> _PROBLEMS AND TASKS_:
(a) Using the restaurant review, explain why the menu at Zum Franzosen changes every week.
(b) Answer these questions from the restaurant review:
(i) What was the tomato soup served with?
(ii) What was the dessert crepe stuffed with?
(iii) What is the street address of Zum Franzosen?

> _SUPPLIED TEXT_:

----------

Once inside and joined up with our friends, the culinary adventure began. I started with a tomato soup done oh so right. Served with a sprinkle of baby shrimp, it reminded me of just how difficult it is to actually make a good tomato soup . I’ve tried so many times to succeed with this at home in the kitchen and somehow always end up with mildly good tomato sauce, as in, should go over pasta tomato sauce. Anyhow, this soup? Spot on. Tangy and full-bodied. Wonderful.

Next up for me was the quiche du jour, which of course given the season, was an asparagus quiche. With both white and green asparagus and a flaked-to-perfection crust, this was fresh, filling, and fabulous.

Also on our table? A shrimp and tomato skewer salad.

Husband’s roast beef baguette.

…and the pasta of the week—asparagus, indeed.

The menu was so in tune with seasonal offerings, so of course it changes on a weekly basis.  A peek at this week’s online shows a whole new array of equally enticing items. Now is the time in Austria for asparagus and bärlauch, so get it while you can! Zum Franzosen impeccably achieves French flair using locally-loved seasonal favorites.

The adventure continued, of course, as we moved on to dessert. This crepe above was stuffed with chocolate-nougat sauce and bananas. It was technically my husband’s but well, as I always say, sharing is caring! Poor guy.

With full bellies and happy hearts, (made possible in no small part by the restaurant’s lovely elderberry wine spritzers and the generous pours), we sat back, admired the wall lighting (pretty cool, oder?) and reaped the benefits of our southward jaunt to Perchtoldsdorf. We’ll definitely have to head back when the transformation to full-fledged cafe+restaurant is complete.

Zum Franzosen

Marktplatz 16
2380 Perchtoldsdorf
http://www.zumfranzosen.at/

Cafe Berg

Cafe Berg, in Vienna’s 9th district, is a place I frequent far too infrequently. Thank goodness meeting up with my cousin’s husband (in town at the moment directing a play, ooh la la) provided the perfect excuse to visit. Long overdue!

----------

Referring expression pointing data
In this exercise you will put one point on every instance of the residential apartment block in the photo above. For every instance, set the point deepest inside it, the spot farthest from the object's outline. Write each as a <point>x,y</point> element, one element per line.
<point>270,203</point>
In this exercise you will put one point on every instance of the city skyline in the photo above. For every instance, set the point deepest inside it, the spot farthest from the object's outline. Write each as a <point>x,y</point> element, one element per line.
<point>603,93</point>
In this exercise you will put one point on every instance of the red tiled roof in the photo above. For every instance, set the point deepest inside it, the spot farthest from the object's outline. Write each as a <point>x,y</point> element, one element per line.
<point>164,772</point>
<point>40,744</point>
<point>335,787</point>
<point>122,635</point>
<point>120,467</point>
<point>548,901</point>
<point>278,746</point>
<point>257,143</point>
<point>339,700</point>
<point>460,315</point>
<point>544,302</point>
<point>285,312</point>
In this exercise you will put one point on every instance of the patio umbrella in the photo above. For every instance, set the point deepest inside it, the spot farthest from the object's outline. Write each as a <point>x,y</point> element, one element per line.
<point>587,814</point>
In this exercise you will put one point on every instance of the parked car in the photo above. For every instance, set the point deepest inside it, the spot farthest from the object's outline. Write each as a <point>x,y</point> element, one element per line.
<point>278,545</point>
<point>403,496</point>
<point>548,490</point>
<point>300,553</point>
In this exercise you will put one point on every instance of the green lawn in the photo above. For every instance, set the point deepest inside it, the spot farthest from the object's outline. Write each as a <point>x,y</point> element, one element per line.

----------

> _ANSWERS TO THE EXERCISE_:
(a) The menu changes weekly because it is closely tuned to seasonal offerings. At the time of the visit, that meant asparagus and bärlauch were in season in Austria.

(b)
(i) A sprinkle of baby shrimp.
(ii) Chocolate-nougat sauce and bananas.
(iii) Marktplatz 16, 2380 Perchtoldsdorf.